## YOUR ASSIGNMENT
Every line containing "query" should be copied out. Go through the entries and find them.
[THE INPUT — start]
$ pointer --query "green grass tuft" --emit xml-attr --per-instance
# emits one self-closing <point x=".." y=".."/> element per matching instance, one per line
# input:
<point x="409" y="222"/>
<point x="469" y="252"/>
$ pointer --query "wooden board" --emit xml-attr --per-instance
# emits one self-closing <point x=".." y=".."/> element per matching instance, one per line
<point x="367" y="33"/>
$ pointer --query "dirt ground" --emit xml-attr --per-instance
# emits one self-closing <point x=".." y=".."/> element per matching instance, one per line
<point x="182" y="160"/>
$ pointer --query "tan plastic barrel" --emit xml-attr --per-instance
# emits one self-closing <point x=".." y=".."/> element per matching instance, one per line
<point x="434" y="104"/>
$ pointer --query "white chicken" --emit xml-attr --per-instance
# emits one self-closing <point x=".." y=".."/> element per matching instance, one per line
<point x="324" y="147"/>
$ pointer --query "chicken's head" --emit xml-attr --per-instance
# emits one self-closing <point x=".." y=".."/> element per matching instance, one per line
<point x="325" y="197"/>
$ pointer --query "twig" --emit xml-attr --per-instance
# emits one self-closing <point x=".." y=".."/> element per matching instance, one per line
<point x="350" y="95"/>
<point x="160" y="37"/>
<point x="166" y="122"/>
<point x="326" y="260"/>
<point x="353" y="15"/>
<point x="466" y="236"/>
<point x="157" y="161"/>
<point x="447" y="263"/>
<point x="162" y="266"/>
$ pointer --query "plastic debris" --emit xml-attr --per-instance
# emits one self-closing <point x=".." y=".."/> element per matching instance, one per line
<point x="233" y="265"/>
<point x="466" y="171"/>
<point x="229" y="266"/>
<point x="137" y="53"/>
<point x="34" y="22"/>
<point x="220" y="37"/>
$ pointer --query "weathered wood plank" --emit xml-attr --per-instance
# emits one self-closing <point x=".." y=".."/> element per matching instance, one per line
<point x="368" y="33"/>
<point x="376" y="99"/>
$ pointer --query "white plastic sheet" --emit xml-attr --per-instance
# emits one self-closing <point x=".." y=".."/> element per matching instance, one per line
[THE INPUT — finish]
## ANSWER BELOW
$ pointer --query "green grass tuft" --emit xml-attr --per-instance
$ pointer --query "wooden board" --emit xml-attr --per-instance
$ pointer --query "dirt ground" --emit xml-attr --per-instance
$ pointer --query "tan plastic barrel" --emit xml-attr --per-instance
$ pointer --query "white chicken" --emit xml-attr --per-instance
$ pointer --query "chicken's head" --emit xml-attr --per-instance
$ pointer --query "twig" --emit xml-attr --per-instance
$ pointer --query "plastic debris" --emit xml-attr --per-instance
$ pointer --query "weathered wood plank" --emit xml-attr --per-instance
$ pointer --query "white plastic sheet" --emit xml-attr --per-instance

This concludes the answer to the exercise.